─── Entries provided ───

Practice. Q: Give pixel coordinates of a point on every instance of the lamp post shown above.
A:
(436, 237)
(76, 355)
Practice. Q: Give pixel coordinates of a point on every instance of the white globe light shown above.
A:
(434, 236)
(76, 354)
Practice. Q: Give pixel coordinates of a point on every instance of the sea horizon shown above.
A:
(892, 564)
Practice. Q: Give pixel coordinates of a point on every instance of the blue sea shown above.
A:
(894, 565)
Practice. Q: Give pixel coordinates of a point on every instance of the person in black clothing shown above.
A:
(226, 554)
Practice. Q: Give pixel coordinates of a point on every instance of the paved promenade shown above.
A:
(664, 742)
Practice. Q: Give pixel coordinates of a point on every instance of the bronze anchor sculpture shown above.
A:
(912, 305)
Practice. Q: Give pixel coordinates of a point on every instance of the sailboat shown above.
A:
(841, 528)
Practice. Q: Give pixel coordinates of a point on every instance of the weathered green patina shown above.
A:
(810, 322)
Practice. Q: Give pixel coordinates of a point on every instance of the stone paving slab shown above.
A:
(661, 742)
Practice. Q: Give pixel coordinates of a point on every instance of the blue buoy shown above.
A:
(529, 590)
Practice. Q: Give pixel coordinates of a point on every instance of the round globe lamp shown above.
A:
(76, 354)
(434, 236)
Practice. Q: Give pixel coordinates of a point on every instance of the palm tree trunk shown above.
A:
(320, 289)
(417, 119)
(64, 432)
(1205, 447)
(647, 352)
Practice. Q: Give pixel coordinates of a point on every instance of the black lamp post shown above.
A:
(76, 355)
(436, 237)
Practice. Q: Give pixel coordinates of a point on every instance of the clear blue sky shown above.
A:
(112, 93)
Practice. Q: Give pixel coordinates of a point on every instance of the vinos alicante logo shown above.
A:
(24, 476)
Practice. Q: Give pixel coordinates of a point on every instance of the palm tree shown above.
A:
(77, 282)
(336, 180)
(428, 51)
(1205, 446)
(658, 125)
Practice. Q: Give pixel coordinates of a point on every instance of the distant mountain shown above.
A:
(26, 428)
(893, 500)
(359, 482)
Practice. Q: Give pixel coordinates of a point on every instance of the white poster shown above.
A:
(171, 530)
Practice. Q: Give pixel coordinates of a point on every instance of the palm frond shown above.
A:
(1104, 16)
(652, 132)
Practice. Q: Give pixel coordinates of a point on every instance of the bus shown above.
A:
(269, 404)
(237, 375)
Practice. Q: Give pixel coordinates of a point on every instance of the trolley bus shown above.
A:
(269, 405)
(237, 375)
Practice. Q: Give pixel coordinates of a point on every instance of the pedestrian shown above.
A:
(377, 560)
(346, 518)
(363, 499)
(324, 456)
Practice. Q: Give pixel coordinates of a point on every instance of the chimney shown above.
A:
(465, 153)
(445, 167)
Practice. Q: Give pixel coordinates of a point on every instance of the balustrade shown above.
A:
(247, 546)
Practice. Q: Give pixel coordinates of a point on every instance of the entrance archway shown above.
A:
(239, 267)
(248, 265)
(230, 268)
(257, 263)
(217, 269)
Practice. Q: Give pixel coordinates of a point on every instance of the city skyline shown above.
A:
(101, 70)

───

Your task: Only lines with the word "black" are needed. Copy them from the preceding records.

Exercise output:
Practice. Q: Give pixel coordinates of a point on every instance of the person in black clothing shown above.
Practice. Q: Give pixel coordinates of a point on every instance of the black lamp post shown above.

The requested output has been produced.